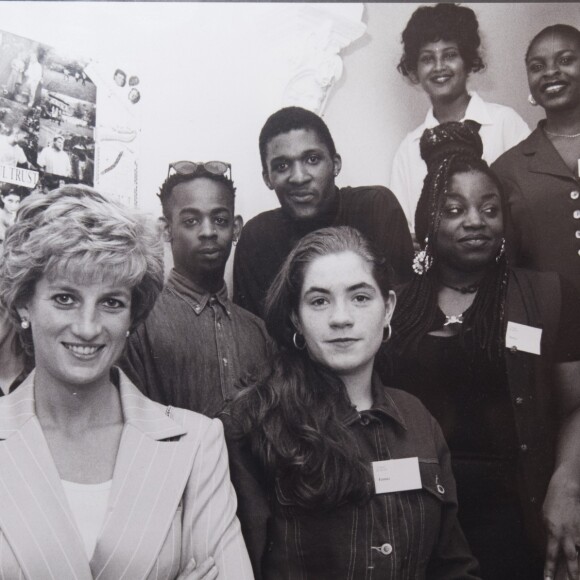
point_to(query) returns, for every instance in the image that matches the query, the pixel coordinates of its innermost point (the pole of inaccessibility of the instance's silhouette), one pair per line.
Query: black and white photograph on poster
(420, 414)
(66, 145)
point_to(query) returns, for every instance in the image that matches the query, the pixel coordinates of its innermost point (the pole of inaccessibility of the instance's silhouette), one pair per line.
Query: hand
(562, 520)
(207, 570)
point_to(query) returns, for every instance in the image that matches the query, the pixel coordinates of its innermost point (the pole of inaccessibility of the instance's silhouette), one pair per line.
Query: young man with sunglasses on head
(196, 344)
(300, 163)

Prompt -
Convert the material above into a two-column CSV with the headers prompt_text and answer_coords. Give one row for each coordinate answer, paired with the text before it, and put each value in a single quoted field with line breaks replaced by spaces. Leave the pictures out.

The answer -
prompt_text,answer_coords
"point_to(query) returns, for every instance in the image that matches the query, the pixel coordinates of its innermost point (the pole of inaccessibility of the instance's silhouette), one pair per line. Query: black and white photograph on poster","(420, 414) (66, 145)"
"point_to(query) returns, for every instance in the image that matches the query, the pixel coordinates of its innermost point (the pole of inaccessibility of the instance's silhouette), one pair per line. Query: hand","(562, 520) (207, 570)"
"point_to(query) returns, for every instance in the image that matches the query, the pixel coordinates of its innermost point (the pole of inaccessibility of the instance's silhouette), one pair per line. Query: young man with sunglasses on head","(196, 344) (300, 163)"